Copy out only the stretch from the line containing "man's bare leg" through the line containing "pixel 19 149", substituting "boundary" for "outline" and leaving all else unchanged.

= = = =

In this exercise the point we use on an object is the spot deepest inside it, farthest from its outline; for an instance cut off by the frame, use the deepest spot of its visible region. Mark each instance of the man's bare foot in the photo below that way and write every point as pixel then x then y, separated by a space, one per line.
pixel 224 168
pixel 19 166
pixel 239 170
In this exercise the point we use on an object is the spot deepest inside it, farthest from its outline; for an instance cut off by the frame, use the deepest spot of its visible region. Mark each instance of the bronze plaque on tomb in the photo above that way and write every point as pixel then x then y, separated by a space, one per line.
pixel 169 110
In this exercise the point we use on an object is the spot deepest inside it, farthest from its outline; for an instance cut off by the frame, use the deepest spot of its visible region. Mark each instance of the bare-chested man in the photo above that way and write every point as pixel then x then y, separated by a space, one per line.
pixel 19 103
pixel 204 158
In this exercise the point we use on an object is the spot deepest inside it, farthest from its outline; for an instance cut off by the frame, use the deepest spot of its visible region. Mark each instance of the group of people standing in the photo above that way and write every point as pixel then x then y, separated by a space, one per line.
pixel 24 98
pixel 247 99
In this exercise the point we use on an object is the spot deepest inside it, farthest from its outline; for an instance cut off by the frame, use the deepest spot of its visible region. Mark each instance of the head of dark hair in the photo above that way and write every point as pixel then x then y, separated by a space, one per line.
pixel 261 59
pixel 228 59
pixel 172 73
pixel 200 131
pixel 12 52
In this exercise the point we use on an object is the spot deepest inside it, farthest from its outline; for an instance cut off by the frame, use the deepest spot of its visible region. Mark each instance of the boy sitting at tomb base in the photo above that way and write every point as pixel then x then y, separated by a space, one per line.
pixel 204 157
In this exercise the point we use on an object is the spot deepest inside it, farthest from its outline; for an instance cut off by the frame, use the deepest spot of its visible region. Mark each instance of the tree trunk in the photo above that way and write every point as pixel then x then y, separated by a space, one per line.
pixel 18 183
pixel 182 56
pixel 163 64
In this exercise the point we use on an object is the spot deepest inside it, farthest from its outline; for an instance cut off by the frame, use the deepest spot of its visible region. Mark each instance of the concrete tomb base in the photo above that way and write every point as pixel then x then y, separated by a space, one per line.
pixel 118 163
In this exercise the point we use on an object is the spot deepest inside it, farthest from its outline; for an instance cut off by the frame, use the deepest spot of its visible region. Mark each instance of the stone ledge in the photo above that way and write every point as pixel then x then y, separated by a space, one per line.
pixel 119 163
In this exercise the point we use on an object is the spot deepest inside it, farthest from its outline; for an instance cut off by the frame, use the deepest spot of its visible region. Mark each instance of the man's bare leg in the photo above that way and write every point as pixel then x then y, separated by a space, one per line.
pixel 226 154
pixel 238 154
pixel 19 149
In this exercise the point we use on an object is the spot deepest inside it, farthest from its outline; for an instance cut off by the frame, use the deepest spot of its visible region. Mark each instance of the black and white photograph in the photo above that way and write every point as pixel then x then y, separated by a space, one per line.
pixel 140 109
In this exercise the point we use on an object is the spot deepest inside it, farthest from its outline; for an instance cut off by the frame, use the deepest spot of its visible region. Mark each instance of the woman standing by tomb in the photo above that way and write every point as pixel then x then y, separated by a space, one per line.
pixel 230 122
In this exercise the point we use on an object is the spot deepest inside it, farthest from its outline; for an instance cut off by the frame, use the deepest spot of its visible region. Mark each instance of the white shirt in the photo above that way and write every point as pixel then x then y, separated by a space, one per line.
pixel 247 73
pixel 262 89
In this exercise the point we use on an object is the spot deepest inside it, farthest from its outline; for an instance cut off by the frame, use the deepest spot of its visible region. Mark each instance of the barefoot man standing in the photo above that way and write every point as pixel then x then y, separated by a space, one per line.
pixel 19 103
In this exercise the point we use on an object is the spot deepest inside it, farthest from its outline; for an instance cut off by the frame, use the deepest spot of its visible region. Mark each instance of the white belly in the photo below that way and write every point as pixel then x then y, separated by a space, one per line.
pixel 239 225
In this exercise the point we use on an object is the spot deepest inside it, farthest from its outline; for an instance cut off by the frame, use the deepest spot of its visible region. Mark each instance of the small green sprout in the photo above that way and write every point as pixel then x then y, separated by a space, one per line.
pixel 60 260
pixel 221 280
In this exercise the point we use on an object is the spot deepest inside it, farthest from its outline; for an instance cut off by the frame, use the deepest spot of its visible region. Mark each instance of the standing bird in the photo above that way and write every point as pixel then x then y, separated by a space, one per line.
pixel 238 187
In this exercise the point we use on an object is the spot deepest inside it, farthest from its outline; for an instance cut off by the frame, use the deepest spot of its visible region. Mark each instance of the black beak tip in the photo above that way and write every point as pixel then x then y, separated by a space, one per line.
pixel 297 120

= = = =

→ Expected answer
In this exercise the point we use on an object is the spot deepest inside it, farthest from its boundary; for an instance cut off by the frame, use the deepest spot of its visible region. Mark each instance of the man's bare leg in the photo above that way and write every point as pixel then x then y, separated by a space, one per line.
pixel 226 154
pixel 238 154
pixel 19 149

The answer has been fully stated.